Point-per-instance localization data

---------------

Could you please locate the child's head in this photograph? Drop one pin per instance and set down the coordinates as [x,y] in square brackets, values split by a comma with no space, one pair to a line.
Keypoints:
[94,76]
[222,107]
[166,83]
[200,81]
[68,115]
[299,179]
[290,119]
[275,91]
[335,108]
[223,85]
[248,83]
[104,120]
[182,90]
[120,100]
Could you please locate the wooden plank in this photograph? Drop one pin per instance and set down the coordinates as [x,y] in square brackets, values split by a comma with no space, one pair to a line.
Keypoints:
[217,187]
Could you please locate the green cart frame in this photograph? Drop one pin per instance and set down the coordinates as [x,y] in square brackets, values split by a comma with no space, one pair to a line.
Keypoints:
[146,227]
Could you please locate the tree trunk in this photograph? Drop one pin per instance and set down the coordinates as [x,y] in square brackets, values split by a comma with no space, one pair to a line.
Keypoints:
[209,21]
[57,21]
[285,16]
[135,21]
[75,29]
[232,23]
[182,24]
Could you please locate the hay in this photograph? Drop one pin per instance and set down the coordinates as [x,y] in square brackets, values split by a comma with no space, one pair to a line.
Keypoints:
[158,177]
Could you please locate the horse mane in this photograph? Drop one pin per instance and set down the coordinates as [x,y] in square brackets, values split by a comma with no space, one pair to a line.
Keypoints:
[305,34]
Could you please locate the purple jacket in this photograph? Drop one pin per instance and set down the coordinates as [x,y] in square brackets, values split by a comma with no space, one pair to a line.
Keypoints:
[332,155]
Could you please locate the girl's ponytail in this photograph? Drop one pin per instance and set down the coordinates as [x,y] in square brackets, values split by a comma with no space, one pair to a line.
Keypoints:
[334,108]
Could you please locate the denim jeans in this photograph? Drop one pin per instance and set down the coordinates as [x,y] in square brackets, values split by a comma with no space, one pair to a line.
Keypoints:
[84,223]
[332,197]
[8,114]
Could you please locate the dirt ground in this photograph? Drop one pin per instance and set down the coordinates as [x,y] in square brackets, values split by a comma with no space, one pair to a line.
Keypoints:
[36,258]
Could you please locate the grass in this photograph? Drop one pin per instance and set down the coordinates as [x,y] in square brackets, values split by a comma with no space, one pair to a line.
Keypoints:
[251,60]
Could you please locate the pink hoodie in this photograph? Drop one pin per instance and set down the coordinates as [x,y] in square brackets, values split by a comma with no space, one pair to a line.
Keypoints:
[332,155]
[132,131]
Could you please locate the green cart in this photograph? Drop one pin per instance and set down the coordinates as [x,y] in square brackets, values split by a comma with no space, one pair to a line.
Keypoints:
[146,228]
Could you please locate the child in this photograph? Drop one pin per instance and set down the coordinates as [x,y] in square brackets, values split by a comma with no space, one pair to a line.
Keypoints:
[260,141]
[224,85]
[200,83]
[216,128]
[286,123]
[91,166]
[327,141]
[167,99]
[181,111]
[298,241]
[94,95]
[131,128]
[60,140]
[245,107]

---------------

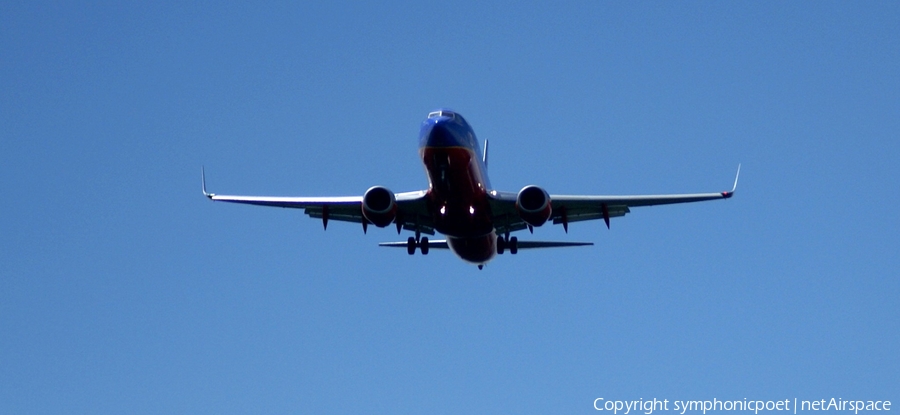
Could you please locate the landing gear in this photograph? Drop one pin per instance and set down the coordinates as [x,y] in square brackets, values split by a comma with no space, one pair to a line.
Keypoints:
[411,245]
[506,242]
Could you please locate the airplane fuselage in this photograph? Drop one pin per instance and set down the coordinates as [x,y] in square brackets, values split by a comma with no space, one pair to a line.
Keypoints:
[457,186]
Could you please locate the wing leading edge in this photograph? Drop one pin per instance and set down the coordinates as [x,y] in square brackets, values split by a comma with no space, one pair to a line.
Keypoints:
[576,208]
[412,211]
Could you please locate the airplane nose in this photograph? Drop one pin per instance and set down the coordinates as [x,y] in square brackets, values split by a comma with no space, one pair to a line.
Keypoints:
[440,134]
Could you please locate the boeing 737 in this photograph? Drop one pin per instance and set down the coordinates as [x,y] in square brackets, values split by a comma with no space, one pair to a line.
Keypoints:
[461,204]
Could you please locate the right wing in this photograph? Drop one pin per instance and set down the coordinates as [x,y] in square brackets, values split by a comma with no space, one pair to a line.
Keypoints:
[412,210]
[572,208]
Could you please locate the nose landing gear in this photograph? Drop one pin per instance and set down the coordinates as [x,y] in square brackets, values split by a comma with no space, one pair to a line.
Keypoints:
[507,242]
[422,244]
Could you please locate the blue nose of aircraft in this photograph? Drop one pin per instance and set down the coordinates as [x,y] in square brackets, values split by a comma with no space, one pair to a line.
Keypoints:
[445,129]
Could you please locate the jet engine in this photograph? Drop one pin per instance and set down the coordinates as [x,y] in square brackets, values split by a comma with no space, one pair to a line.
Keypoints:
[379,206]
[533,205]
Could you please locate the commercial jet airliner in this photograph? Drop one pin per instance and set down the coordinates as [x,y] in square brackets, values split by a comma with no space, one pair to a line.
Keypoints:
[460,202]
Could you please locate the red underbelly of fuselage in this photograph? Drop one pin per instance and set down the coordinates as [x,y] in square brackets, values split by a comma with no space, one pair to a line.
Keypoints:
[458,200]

---------------

Establish how many lines of the entries hold the word "airplane", giving nothing but the number.

> Response
2